• **Directions for this task**: Each entry must appear in the answer exactly as written.

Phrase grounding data

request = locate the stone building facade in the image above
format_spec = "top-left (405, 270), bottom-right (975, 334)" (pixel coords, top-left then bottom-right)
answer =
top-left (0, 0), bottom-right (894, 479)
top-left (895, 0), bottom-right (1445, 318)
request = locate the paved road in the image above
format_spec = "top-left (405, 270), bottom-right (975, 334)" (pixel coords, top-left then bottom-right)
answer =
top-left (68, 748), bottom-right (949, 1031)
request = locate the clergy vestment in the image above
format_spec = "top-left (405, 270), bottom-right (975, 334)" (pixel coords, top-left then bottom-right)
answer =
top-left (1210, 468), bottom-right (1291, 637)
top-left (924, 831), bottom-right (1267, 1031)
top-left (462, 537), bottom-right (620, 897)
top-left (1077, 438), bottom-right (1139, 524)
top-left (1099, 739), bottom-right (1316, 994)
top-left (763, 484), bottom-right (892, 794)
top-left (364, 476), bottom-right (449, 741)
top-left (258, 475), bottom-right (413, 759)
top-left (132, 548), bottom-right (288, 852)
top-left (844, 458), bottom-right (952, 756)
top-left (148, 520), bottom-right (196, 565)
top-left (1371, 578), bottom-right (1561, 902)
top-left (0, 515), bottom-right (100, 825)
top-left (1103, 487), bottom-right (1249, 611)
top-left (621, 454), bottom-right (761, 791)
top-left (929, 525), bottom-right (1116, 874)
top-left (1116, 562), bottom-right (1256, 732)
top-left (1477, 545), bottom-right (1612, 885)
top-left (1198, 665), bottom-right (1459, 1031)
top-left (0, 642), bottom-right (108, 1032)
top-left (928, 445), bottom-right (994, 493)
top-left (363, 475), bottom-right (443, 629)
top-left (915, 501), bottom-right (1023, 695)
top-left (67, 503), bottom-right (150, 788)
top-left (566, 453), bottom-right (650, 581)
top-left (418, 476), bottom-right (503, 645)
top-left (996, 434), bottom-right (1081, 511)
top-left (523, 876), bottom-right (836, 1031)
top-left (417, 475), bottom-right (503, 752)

• **Worked solution**:
request = locate the stone building facade in the image above
format_spec = "top-left (405, 270), bottom-right (975, 334)" (pixel coords, top-left then bottom-right)
answer =
top-left (0, 0), bottom-right (894, 479)
top-left (895, 0), bottom-right (1445, 318)
request = locate the paved road in the image above
format_spec = "top-left (405, 270), bottom-right (975, 334)" (pixel coords, top-left then bottom-right)
answer =
top-left (68, 748), bottom-right (949, 1031)
request = locate the clergy vestment in the image above
format_spec = "top-left (405, 270), bottom-right (975, 334)" (pixel coords, top-left then bottom-right)
answer =
top-left (1210, 468), bottom-right (1291, 637)
top-left (924, 831), bottom-right (1267, 1031)
top-left (462, 537), bottom-right (620, 897)
top-left (1077, 438), bottom-right (1139, 524)
top-left (1099, 739), bottom-right (1316, 994)
top-left (763, 484), bottom-right (892, 794)
top-left (364, 476), bottom-right (449, 741)
top-left (258, 475), bottom-right (413, 759)
top-left (132, 548), bottom-right (288, 852)
top-left (844, 458), bottom-right (952, 756)
top-left (148, 520), bottom-right (196, 565)
top-left (1371, 578), bottom-right (1561, 902)
top-left (0, 515), bottom-right (100, 825)
top-left (1103, 487), bottom-right (1249, 611)
top-left (621, 454), bottom-right (761, 791)
top-left (929, 525), bottom-right (1116, 874)
top-left (1116, 562), bottom-right (1256, 732)
top-left (1477, 545), bottom-right (1612, 885)
top-left (1198, 665), bottom-right (1459, 1031)
top-left (0, 642), bottom-right (108, 1032)
top-left (928, 445), bottom-right (994, 493)
top-left (363, 475), bottom-right (443, 629)
top-left (915, 501), bottom-right (1023, 695)
top-left (67, 503), bottom-right (150, 788)
top-left (566, 453), bottom-right (650, 581)
top-left (418, 476), bottom-right (503, 645)
top-left (996, 434), bottom-right (1081, 511)
top-left (523, 876), bottom-right (836, 1031)
top-left (417, 475), bottom-right (503, 752)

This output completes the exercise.